WHAT YOU SHOULD DO: Rewrite the items below as a numbered list, from the first line of the items through the line containing "point(569, 323)", including both of those lines. Leave out blank lines and list nothing past that point.
■ ■ ■ ■
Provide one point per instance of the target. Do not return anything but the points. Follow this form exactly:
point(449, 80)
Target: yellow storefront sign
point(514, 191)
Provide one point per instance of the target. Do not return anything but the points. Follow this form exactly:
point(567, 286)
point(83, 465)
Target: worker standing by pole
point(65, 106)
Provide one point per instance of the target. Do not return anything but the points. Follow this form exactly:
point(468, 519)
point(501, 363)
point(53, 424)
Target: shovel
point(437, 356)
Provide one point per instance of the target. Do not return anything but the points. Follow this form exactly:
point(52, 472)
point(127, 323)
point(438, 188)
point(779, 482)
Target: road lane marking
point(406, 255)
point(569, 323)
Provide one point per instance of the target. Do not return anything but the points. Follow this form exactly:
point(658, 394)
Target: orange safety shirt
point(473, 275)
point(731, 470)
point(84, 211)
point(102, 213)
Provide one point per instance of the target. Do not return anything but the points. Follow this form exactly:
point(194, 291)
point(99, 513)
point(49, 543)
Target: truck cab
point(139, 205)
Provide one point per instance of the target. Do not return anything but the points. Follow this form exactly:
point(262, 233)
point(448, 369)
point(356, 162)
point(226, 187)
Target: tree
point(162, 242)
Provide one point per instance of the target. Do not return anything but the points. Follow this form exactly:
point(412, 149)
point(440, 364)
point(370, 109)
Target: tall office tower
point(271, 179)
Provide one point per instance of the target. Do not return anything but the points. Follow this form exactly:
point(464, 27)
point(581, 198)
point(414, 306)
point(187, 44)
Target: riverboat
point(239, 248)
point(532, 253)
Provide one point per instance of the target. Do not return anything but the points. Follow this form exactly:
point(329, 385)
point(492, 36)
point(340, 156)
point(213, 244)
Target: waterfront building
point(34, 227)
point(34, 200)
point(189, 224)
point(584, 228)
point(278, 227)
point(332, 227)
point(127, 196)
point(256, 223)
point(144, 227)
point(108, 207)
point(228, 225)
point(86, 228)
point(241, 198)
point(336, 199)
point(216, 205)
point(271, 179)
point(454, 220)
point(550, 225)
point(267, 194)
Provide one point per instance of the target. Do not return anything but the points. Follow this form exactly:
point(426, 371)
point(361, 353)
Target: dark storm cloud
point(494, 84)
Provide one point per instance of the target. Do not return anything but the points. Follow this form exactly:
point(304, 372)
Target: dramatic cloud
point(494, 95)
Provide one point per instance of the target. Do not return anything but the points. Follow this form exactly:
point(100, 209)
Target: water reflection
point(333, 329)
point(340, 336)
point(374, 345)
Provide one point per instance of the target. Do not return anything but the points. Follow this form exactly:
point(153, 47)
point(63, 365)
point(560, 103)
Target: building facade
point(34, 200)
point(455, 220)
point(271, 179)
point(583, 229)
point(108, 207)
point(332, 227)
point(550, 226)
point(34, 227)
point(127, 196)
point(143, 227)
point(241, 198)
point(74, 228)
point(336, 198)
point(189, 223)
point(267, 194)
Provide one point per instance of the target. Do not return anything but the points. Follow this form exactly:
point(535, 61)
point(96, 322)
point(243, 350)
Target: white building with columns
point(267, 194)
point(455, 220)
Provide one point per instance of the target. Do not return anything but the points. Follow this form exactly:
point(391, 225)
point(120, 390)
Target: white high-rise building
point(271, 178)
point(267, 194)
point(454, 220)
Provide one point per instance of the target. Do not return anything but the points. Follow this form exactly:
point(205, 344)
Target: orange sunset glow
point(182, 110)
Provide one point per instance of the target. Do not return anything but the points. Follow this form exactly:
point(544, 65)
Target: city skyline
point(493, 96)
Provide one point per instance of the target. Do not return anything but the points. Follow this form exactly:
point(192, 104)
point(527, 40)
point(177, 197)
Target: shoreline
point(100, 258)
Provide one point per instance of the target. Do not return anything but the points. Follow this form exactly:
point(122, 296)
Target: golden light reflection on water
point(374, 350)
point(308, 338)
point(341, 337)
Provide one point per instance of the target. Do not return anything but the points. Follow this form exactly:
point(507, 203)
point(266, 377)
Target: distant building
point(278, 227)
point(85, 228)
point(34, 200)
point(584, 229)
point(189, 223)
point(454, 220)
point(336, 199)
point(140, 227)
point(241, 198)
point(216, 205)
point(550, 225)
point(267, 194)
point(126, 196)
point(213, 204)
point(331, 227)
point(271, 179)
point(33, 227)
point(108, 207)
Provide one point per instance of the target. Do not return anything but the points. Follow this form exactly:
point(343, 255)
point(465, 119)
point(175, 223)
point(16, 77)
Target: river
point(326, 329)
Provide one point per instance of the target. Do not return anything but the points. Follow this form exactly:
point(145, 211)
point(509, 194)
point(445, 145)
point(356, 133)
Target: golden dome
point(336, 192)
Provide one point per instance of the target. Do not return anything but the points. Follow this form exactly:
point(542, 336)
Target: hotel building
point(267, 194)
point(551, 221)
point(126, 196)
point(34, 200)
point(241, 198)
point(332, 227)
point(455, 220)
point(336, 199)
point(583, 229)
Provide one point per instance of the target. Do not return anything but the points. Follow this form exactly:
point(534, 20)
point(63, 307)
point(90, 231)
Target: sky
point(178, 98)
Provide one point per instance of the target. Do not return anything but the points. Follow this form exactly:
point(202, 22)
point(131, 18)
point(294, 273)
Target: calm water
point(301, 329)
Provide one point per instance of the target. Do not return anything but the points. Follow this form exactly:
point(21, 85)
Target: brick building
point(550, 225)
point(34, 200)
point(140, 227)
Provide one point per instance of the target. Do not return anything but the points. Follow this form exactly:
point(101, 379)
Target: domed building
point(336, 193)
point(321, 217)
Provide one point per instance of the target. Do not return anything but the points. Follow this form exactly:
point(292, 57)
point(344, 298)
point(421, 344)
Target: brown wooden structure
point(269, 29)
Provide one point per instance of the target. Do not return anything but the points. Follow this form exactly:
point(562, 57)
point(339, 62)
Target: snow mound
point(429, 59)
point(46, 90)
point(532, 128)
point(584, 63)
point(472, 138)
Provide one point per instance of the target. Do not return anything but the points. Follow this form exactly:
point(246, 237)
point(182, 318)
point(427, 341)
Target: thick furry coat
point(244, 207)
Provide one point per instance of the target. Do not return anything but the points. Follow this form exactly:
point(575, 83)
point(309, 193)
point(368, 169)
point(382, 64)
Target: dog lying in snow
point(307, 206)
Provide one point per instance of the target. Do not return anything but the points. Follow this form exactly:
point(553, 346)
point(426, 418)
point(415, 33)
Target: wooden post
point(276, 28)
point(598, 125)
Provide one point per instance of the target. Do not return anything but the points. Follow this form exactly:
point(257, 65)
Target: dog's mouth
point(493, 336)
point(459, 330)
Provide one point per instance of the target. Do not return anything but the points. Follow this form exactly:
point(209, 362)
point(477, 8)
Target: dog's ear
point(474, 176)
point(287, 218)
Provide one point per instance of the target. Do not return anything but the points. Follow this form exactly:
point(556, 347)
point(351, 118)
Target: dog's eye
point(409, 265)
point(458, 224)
■ ■ ■ ■
EXPECTED OUTPUT:
1. Provide one point per instance of the target. Do not return anything but the points. Follow this form exactly:
2. point(449, 80)
3. Target: yellow storefront sign
4. point(514, 191)
5. Provide one point per instance of the target. Do not return anything but the points. Follow this form exactly:
6. point(567, 286)
7. point(83, 465)
8. Target: worker standing by pole
9. point(65, 106)
10. Provide one point per instance of the target. Do not return anything but the points. Follow this form exactly:
11. point(468, 519)
12. point(501, 363)
13. point(53, 424)
14. Target: shovel
15. point(437, 356)
16. Provide one point per instance of the target. Do not return anything but the points. Follow this form exactly:
17. point(52, 472)
18. point(127, 323)
19. point(438, 188)
20. point(779, 482)
21. Target: road lane marking
22. point(406, 255)
23. point(569, 323)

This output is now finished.